═══ Source records ═══

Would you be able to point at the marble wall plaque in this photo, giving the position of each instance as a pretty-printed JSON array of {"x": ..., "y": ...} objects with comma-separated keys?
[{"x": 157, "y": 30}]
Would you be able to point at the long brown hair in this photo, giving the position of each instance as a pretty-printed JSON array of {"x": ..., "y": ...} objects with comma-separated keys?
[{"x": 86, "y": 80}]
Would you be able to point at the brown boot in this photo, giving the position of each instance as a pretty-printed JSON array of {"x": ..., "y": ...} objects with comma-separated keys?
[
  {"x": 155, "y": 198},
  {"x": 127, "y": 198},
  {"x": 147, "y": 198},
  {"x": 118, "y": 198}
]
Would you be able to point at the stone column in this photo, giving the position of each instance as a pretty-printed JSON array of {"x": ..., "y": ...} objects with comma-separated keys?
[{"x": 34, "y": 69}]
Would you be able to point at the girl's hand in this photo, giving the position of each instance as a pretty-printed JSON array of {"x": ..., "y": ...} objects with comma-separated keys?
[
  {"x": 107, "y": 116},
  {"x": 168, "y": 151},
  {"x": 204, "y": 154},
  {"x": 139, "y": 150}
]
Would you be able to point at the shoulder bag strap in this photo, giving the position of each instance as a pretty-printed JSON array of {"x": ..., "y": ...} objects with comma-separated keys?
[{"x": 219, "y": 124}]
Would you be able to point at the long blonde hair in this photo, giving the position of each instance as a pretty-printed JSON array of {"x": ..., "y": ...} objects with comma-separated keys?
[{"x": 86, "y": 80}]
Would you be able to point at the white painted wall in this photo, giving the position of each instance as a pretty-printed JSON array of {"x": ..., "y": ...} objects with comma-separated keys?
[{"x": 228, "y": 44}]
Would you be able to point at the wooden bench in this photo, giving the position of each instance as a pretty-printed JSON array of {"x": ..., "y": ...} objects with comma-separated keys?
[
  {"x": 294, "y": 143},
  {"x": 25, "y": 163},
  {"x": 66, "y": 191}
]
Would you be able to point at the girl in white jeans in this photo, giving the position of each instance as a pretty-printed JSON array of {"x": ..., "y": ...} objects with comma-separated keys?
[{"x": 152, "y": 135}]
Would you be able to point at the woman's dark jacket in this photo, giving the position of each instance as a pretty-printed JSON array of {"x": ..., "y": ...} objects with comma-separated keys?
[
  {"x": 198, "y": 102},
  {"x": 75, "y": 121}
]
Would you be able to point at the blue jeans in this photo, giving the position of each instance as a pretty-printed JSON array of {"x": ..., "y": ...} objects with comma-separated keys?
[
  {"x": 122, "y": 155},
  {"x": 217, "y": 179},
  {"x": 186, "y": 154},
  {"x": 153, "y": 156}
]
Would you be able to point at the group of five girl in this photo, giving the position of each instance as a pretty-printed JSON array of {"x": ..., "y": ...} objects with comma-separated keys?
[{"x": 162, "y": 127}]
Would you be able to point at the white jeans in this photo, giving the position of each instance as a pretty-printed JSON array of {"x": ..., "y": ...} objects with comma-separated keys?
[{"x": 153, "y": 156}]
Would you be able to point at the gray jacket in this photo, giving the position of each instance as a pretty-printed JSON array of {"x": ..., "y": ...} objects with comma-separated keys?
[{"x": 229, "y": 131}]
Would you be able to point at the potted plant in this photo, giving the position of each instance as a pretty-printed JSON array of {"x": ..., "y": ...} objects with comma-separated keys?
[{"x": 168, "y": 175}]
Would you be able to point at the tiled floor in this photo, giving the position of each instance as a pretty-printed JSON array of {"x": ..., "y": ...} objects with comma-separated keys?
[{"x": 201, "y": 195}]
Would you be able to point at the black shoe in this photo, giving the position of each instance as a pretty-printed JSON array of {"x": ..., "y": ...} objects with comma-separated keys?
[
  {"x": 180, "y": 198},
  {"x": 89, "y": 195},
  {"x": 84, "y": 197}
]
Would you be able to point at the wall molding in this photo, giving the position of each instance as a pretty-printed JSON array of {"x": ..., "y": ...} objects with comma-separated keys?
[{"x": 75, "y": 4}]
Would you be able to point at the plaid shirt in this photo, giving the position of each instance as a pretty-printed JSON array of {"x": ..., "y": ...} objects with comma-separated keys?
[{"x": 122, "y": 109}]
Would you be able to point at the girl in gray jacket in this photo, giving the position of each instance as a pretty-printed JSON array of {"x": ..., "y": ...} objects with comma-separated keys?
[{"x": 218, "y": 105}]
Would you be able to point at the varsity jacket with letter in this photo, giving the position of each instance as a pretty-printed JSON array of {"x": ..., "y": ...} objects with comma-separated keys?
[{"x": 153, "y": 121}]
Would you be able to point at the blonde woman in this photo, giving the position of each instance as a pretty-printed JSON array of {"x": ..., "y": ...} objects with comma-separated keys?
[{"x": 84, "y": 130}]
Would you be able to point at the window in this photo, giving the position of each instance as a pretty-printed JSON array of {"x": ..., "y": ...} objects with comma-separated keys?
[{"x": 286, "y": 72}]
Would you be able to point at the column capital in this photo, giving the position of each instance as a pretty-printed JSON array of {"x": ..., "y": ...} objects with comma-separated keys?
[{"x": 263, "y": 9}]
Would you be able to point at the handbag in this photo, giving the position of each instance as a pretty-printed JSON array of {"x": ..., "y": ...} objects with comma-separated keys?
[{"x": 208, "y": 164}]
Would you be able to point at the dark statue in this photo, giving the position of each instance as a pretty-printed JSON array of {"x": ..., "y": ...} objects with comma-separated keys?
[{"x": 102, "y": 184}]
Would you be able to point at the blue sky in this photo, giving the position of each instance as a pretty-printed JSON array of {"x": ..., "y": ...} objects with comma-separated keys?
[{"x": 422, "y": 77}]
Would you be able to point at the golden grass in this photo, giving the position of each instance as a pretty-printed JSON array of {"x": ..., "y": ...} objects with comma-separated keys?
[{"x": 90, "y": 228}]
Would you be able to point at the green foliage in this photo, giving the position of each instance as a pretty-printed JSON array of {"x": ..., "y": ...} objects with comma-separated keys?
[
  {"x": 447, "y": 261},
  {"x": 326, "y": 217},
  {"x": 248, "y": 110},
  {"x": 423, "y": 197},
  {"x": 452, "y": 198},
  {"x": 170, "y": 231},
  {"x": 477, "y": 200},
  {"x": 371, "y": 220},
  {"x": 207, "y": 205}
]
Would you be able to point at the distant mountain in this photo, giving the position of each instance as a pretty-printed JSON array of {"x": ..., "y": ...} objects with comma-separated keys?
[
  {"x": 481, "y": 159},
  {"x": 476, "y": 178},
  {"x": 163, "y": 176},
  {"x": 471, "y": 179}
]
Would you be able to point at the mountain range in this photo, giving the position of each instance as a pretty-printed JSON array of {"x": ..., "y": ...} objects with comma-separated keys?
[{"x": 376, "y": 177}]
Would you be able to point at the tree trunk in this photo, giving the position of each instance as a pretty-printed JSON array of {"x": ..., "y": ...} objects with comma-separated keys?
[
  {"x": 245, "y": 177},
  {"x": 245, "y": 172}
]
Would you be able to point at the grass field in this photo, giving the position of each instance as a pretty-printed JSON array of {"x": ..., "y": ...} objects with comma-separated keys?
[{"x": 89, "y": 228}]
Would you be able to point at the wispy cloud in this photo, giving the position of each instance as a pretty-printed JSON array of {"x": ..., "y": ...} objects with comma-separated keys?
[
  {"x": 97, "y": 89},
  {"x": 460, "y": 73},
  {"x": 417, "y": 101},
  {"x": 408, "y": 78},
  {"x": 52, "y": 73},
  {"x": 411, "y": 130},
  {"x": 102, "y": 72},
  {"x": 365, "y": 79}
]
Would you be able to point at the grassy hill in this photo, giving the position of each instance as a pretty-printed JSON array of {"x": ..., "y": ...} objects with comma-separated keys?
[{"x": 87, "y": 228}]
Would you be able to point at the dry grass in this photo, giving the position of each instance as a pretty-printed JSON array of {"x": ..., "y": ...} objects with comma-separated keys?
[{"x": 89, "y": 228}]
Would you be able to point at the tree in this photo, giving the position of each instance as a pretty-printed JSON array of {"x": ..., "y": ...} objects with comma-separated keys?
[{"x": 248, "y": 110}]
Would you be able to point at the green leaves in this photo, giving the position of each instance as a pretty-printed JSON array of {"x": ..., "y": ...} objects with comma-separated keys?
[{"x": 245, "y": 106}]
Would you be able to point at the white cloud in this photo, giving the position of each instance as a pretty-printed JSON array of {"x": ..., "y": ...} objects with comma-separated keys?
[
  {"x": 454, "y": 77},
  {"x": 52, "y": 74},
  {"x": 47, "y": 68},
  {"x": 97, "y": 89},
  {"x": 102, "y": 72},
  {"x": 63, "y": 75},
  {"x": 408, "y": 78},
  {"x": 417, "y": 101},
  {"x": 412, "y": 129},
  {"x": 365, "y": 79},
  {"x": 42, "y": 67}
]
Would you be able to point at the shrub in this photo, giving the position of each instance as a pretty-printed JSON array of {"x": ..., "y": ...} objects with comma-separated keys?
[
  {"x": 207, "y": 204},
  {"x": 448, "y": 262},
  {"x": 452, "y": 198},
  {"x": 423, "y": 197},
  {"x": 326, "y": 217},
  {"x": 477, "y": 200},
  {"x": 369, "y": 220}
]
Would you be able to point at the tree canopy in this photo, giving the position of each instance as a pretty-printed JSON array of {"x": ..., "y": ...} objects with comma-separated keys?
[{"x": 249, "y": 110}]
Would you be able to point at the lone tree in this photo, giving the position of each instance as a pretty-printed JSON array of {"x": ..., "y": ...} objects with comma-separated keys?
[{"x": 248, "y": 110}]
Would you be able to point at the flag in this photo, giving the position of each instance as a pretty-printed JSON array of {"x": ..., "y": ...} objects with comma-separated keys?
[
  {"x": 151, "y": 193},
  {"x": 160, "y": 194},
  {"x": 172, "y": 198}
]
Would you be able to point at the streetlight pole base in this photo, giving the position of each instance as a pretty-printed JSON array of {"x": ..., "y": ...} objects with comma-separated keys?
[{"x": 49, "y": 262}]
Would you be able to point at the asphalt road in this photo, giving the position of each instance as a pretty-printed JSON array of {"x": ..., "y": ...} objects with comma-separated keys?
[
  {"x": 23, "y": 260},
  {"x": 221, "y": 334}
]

═══

What to work on: Reproduce precisely the span of lines that begins at the line containing "Would you be able to point at the shrub" and ends with the last line of the listing.

Written solution:
Would you be able to point at the shrub in this photo, giving the position of each instance as a pretty-printed JSON array of {"x": ..., "y": ...} objects with comma-separated keys?
[
  {"x": 207, "y": 204},
  {"x": 448, "y": 262},
  {"x": 452, "y": 198},
  {"x": 423, "y": 197},
  {"x": 326, "y": 217},
  {"x": 477, "y": 200},
  {"x": 369, "y": 220}
]
Would you be able to point at the tree canopy in this photo, giving the position of each instance as a pretty-printed JSON array of {"x": ..., "y": ...} objects with comma-separated keys?
[{"x": 249, "y": 110}]
Would you be able to point at the lone tree in this photo, giving the position of each instance as a pretty-printed JSON array of {"x": ..., "y": ...} objects with comma-separated keys?
[{"x": 248, "y": 110}]
Would you be able to point at the flag in this photo, giving the position of each instance as a pretty-printed JSON array of {"x": ..., "y": ...} objects with comma-separated keys?
[
  {"x": 151, "y": 193},
  {"x": 160, "y": 194},
  {"x": 172, "y": 198}
]
Would you be able to point at the streetlight pole base in this photo, giving the position of each instance as a pretty-printed JSON array of {"x": ..., "y": ...} objects with comma-separated keys?
[{"x": 49, "y": 262}]
Would you be able to point at the asphalt road in this photo, giving the position of each instance as a pretty-printed JSON array of {"x": ..., "y": ...} objects with comma-separated keys?
[
  {"x": 23, "y": 260},
  {"x": 221, "y": 334}
]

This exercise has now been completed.